▶ Alıştırma A: Aşağıdaki açıklamalı koordinat kayıtlarının tamamını, her satır bir dize olacak biçimde JSON listesine dönüştürün. Boş satırları listeye almayın.
==== Alıntı ====
Sıra geldi çektiğim fotoğraflara, tabii aslında buraya tüm çektiklerimi koymam mümkün değil... O yüzden birkaç tane seçtiğim fotoğrafı koyuyorum ve sizlerin eleştirilerini veya beğenilerini açıkçası çok merak ediyorum...

28 Ekim 2010 Perşembe

Ev halleri

Havaların soğuması ile herkesin romantik bulduğu yağmurla herkes kendine göre bir şeyler yapmayı buluyordur diye düşünüyorum. Bazen ise zorunlu olarak dinlenme diye diyebiliriz buna.
Perde arasından görünen yağmur'da bazen romantik anlar yaratabilir değil mi?


Daha sonra parmak arası terlikleri bırakıp kışlık terlikelere geçmek gerektiğine karar verdim, ve ... tabii en sevdiklerim neşe kaynaklarım çıktı ortaya...











25 Ekim 2010 Pazartesi

Denemeler, çekimler, emin olmayışlar...



Bugün evdeyim ve boş oturmaktansa hemen sarıldım makineye, evde ne çeksem diye düşünmek zor... kolayı renki şeyler bulmak, açılar denemek, bazen automatik focus kararsız kalır, basarsınız basarsınız çekemez, veya istediğiniz efekti vermez. Hemen Manuel focus ve işte bunları yapabilirsiniz.İstediğiniz elemanı ön plana çıkarabilir ve diğeriniz ise flu görüntüleyebilirsiniz...




Bazen de sadece açınızı değiştirip renkli şirin birşeyler ile de dikkat
çekebilen bir fotoğraf çekebilirsiniz.



23 Ekim 2010 Cumartesi

En zoru... seçebilmek.

Fotoğraf çekmek öyle kolay değil derken, gerçekten hep zor bir yanı var, hiç bir zaman zorluğu bitmiyor, hatta sonuna geldim sandığınız anda, sorun şu ki çektiğiniz fotoğrafta en güzeli hangisi seçimini yapmak oluyor.. Seçmek hiç kolay değilmiş.
====
▶ Alıştırma B: Fotoğrafçılık metninin 23 Ekim 2010 tarihli bölümüne göre fotoğraf çekmenin en zor yanı nedir?
==== Veri alıntısı ====
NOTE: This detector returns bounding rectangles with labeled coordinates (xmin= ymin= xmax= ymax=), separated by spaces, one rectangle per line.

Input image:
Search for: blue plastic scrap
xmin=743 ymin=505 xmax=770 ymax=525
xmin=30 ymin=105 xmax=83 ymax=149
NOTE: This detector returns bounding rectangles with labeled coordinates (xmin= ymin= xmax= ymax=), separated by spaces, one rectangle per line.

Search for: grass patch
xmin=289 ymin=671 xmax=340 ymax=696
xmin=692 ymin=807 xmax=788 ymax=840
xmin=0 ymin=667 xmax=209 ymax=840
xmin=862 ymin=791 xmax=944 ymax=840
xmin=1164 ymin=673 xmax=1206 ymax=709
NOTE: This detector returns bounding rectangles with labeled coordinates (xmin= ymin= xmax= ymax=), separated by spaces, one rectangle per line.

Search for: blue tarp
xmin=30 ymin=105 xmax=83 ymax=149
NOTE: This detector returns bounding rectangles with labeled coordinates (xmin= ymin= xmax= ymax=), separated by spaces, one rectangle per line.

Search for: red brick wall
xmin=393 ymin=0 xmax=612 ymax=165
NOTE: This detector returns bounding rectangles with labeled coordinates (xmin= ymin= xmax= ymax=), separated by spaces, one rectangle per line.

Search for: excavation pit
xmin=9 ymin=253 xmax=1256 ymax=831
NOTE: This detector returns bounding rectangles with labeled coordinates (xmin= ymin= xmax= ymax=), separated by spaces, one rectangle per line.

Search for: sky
====
▶ Alıştırma çözümü A:
[
  "NOTE: This detector returns bounding rectangles with labeled coordinates (xmin= ymin= xmax= ymax=), separated by spaces, one rectangle per line.",
  "Input image:",
  "Search for: blue plastic scrap",
  "xmin=743 ymin=505 xmax=770 ymax=525",
  "xmin=30 ymin=105 xmax=83 ymax=149",
  "NOTE: This detector returns bounding rectangles with labeled coordinates (xmin= ymin= xmax= ymax=), separated by spaces, one rectangle per line.",
  "Search for: grass patch",
  "xmin=289 ymin=671 xmax=340 ymax=696",
  "xmin=692 ymin=807 xmax=788 ymax=840",
  "xmin=0 ymin=667 xmax=209 ymax=840",
  "xmin=862 ymin=791 xmax=944 ymax=840",
  "xmin=1164 ymin=673 xmax=1206 ymax=709",
  "NOTE: This detector returns bounding rectangles with labeled coordinates (xmin= ymin= xmax= ymax=), separated by spaces, one rectangle per line.",
  "Search for: blue tarp",
  "xmin=30 ymin=105 xmax=83 ymax=149",
  "NOTE: This detector returns bounding rectangles with labeled coordinates (xmin= ymin= xmax= ymax=), separated by spaces, one rectangle per line.",
  "Search for: red brick wall",
  "xmin=393 ymin=0 xmax=612 ymax=165",
  "NOTE: This detector returns bounding rectangles with labeled coordinates (xmin= ymin= xmax= ymax=), separated by spaces, one rectangle per line.",
  "Search for: excavation pit",
  "xmin=9 ymin=253 xmax=1256 ymax=831",
  "NOTE: This detector returns bounding rectangles with labeled coordinates (xmin= ymin= xmax= ymax=), separated by spaces, one rectangle per line.",
  "Search for: sky"
]

▶ Alıştırma çözümü B: Çekilen fotoğraflar arasından en güzelinin hangisi olduğunu seçmek.